§ **Trecho citado**

Não se pode dizer que a Igreja como um todo tenha sido responsável pelo caminho adotado a partir da Concordata. Vale inclusive lembrar que Ignazio Silone focaliza esse problema em Pão e Vinho, colocando o Padre Benedetto na aldeia, para onde vai praticamente exilado, a referir-se entre os camponeses ao Papa Pio XI chamando-o de Pôncio XI… A notícia se divulga e os cafoni, aturdidos, perguntarão uns aos outros se já ouviram falar que está sentado na cadeira de São Pedro um descendente de Pôncio Pilatos. Eis aí uma dura imagem que refletia o drama final da Igreja constantiniana.
Esse drama assumirá aspectos apocalípticos no pontificado seguinte, quando Pio XII levará a extremos a opção feita pelo seu antecessor. De tal maneira que se repetirá a imagem de Silone da comparação do Papa ao Procurador da Judeia. A comparação, tanto cruel quanto exata, foi retomada modernamente por Rolph Hochhuth em O Vigário. Nessa peça, surge no palco a figura de Pio XII. Frio e álgido, ele recebe a desesperada visita do padre que vem da Alemanha, onde luta contra os nazistas. Faz um apelo veemente ao Papa. Uma palavra sua, uma atitude do Vaticano, salvará a vida de milhões de pessoas. O massacre dos judeus não se consumará. Pio XII, com imponente rudeza, nega-se a tomar essa atitude. A cena se conclui com o Papa lavando as mãos diante do Padre desesperado, cuja mente recorda o drama dos campos de concentração e dos fornos crematórios. Pio XII lava as mãos diante de tudo isso. É como se estivesse no palco o próprio Pôncio Pilatos.
E não seria demais completar a imagem de Rolph Hochhuth com a outra de Shakespeare, porque Pio XII como Lady Macbeth poderia ter prosseguido a lavar as mãos, inutilmente, sem deixar de vê-las sempre manchadas de sangue.
Mas tudo isso será em breve um capítulo encerrado na História. O seu término ocorrerá quando a 30 de abril de 1945 um jovem soldado soviético hasteia a bandeira do seu país em Berlim, no topo do Reichstag.
A experiência de toda essa fase será da maior importância para as novas atitudes da Igreja, para quem restará do período anterior apenas o rebotalho do salazarismo e do franquismo na Península Ibérica. Vivendo novos tempos, impulsionada por novas forças geradas em seu próprio seio, a Igreja empreenderá a revisão de suas atitudes. E o fará em dimensões de inegável grandeza. A necessidade que tenha hoje de referência a tantos fatos negativos é imposta para tornar bem claro o que houve, quanto a uma tomada de consciência, a partir de João XXIII.

§ **Pedido escrito A**
Reescreva o trecho sobre a Igreja desde "Mas tudo isso" até "de João XXIII.", inclusive, alterando-o apenas num ponto: troque "capítulo encerrado" por "episódio concluído".

§ **Dados disponíveis**
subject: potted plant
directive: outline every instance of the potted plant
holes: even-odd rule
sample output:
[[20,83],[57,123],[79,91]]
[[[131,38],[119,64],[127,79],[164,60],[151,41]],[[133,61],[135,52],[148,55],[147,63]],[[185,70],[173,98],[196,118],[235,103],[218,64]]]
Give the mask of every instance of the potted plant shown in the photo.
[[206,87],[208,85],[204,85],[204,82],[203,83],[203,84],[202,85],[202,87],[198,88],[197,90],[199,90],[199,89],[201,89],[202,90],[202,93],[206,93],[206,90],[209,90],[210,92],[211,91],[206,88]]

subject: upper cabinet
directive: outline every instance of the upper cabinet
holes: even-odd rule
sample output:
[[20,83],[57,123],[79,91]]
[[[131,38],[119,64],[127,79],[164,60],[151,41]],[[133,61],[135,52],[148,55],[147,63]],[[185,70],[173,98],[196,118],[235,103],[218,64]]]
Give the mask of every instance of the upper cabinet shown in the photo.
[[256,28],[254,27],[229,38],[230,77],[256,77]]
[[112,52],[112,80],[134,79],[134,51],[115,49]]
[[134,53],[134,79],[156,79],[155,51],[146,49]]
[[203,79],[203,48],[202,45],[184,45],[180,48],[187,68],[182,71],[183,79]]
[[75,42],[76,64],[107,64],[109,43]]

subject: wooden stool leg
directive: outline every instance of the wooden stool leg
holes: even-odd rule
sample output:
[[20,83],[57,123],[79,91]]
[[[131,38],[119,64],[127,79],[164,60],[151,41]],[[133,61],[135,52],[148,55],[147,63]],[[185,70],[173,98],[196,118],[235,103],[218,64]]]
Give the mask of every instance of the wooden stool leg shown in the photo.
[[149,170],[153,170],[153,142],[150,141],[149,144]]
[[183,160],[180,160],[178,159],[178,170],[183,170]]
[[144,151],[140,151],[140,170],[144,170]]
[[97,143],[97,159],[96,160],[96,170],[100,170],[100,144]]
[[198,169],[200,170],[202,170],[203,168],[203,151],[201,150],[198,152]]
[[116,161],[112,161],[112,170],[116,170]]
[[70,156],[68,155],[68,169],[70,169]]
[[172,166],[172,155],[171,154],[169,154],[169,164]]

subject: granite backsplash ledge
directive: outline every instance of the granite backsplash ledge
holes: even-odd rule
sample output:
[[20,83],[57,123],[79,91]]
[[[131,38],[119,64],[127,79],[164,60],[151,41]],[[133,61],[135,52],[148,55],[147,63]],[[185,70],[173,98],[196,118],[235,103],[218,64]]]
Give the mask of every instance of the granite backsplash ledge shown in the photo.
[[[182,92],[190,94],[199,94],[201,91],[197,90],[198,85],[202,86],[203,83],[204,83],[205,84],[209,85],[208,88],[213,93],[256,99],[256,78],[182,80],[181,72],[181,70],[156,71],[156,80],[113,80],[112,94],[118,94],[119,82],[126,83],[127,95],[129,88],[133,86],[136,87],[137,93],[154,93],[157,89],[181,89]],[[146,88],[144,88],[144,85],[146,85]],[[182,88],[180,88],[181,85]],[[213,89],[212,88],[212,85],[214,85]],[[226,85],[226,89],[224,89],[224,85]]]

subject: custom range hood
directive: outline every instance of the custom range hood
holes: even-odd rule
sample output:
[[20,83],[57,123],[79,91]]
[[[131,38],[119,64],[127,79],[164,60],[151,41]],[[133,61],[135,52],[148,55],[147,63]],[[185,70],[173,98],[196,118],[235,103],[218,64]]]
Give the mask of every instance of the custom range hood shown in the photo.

§ **Pedido escrito B**
Copie sem nenhuma alteração as linhas da listagem, do início dela até a linha que contém "[[75,42],[76,64],[107,64],[109,43]]", inclusive.

§ **Resultado do exercício A**
Mas tudo isso será em breve um episódio concluído na História. O seu término ocorrerá quando a 30 de abril de 1945 um jovem soldado soviético hasteia a bandeira do seu país em Berlim, no topo do Reichstag.
A experiência de toda essa fase será da maior importância para as novas atitudes da Igreja, para quem restará do período anterior apenas o rebotalho do salazarismo e do franquismo na Península Ibérica. Vivendo novos tempos, impulsionada por novas forças geradas em seu próprio seio, a Igreja empreenderá a revisão de suas atitudes. E o fará em dimensões de inegável grandeza. A necessidade que tenha hoje de referência a tantos fatos negativos é imposta para tornar bem claro o que houve, quanto a uma tomada de consciência, a partir de João XXIII.

§ **Resultado do exercício B**
subject: potted plant
directive: outline every instance of the potted plant
holes: even-odd rule
sample output:
[[20,83],[57,123],[79,91]]
[[[131,38],[119,64],[127,79],[164,60],[151,41]],[[133,61],[135,52],[148,55],[147,63]],[[185,70],[173,98],[196,118],[235,103],[218,64]]]
Give the mask of every instance of the potted plant shown in the photo.
[[206,87],[208,85],[204,85],[204,82],[203,83],[203,84],[202,85],[202,87],[198,88],[197,90],[199,90],[199,89],[201,89],[202,90],[202,93],[206,93],[206,90],[209,90],[210,92],[211,91],[206,88]]

subject: upper cabinet
directive: outline every instance of the upper cabinet
holes: even-odd rule
sample output:
[[20,83],[57,123],[79,91]]
[[[131,38],[119,64],[127,79],[164,60],[151,41]],[[133,61],[135,52],[148,55],[147,63]],[[185,70],[173,98],[196,118],[235,103],[218,64]]]
Give the mask of every instance of the upper cabinet shown in the photo.
[[256,28],[254,27],[229,38],[230,77],[256,77]]
[[112,52],[112,80],[134,79],[134,51],[115,49]]
[[134,53],[134,79],[156,79],[155,51],[146,49]]
[[203,79],[203,48],[202,45],[184,45],[180,48],[187,68],[182,71],[183,79]]
[[75,42],[76,64],[107,64],[109,43]]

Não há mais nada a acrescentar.